## TASK STATEMENT
Look for "tower" in each line of the entries, and return the matching lines.

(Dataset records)
━━━

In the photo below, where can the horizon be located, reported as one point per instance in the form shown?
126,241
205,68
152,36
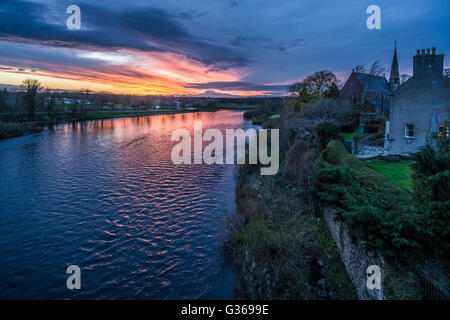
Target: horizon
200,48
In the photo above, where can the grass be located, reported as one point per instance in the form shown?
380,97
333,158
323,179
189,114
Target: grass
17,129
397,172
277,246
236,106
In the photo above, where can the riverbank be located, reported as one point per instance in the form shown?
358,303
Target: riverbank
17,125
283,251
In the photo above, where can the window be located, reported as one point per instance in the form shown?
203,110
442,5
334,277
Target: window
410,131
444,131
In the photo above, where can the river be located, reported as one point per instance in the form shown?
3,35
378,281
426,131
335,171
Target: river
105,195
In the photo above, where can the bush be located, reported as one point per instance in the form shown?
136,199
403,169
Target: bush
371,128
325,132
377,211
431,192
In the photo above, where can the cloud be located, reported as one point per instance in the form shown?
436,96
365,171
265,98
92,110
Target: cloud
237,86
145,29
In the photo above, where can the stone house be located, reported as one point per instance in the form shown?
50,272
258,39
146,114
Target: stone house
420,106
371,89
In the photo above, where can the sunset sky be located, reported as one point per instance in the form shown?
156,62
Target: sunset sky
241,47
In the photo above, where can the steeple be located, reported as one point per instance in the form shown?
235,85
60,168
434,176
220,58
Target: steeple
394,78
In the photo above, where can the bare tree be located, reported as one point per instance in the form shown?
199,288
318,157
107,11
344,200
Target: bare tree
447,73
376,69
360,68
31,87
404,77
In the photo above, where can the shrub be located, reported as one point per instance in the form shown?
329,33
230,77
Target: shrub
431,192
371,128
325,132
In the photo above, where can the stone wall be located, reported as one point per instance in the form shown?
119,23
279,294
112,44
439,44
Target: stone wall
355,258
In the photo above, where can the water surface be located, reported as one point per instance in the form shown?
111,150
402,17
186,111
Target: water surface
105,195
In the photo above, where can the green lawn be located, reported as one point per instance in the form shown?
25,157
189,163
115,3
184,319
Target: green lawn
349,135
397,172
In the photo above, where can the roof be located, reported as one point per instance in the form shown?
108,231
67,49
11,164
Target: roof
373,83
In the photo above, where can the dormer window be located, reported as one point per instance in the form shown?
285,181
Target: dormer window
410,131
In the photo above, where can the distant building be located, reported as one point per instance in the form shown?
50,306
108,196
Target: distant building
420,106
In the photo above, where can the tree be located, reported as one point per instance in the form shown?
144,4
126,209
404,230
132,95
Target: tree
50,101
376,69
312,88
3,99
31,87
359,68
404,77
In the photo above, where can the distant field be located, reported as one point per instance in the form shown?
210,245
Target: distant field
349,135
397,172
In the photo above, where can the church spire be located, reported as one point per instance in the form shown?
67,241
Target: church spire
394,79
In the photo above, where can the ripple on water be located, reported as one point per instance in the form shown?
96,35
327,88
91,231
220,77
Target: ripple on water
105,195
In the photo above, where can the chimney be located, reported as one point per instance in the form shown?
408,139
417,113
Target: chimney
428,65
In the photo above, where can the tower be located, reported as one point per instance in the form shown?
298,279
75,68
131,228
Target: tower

━━━

## OUTPUT BELOW
In the photo above, where can the tower be located, reported as one point per instance in the form shown?
Target: tower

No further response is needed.